The task » Starting at the line that contains "Please segment every instance of the hardwood" and ending at the last of the lines, rewrite that stretch with "hardwood floor" changed to "parquet floor" and nothing else altered. Leave the pictures out of your answer.

Named region outline lines »
• • •
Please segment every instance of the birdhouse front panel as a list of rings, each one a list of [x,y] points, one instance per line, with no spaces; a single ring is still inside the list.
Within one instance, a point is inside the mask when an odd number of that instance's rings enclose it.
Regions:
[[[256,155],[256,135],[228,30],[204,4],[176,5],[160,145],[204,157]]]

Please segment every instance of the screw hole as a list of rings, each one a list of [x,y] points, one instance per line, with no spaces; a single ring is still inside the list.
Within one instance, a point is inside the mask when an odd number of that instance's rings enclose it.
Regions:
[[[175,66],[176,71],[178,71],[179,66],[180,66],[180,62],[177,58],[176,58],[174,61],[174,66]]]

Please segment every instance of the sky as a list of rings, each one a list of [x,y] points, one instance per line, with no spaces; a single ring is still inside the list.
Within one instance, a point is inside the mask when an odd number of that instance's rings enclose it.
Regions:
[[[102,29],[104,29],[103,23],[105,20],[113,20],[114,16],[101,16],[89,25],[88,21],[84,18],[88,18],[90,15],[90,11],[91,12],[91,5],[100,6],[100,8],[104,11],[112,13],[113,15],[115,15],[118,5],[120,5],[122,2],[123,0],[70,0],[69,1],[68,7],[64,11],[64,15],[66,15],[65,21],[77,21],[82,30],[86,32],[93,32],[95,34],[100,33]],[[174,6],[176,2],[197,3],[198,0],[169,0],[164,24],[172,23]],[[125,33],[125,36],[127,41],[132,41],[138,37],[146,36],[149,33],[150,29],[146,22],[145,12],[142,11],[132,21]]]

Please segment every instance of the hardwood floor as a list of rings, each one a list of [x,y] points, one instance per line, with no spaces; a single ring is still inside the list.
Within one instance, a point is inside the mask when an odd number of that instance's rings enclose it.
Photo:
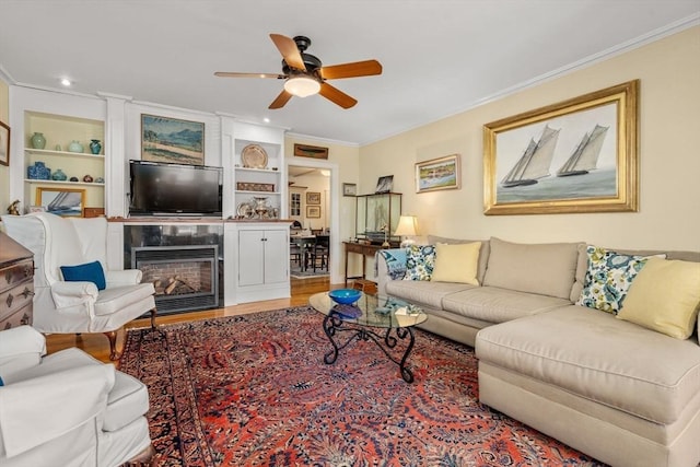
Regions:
• • •
Output below »
Please segment every instance of the parquet floor as a list of rings, each one a list of [x,y] points, one instance per line, with no spaces; a single ring is still inside the list.
Within one instance, a point is inside the mask when an odd number of that instance's rings enclose it.
Photo:
Regions:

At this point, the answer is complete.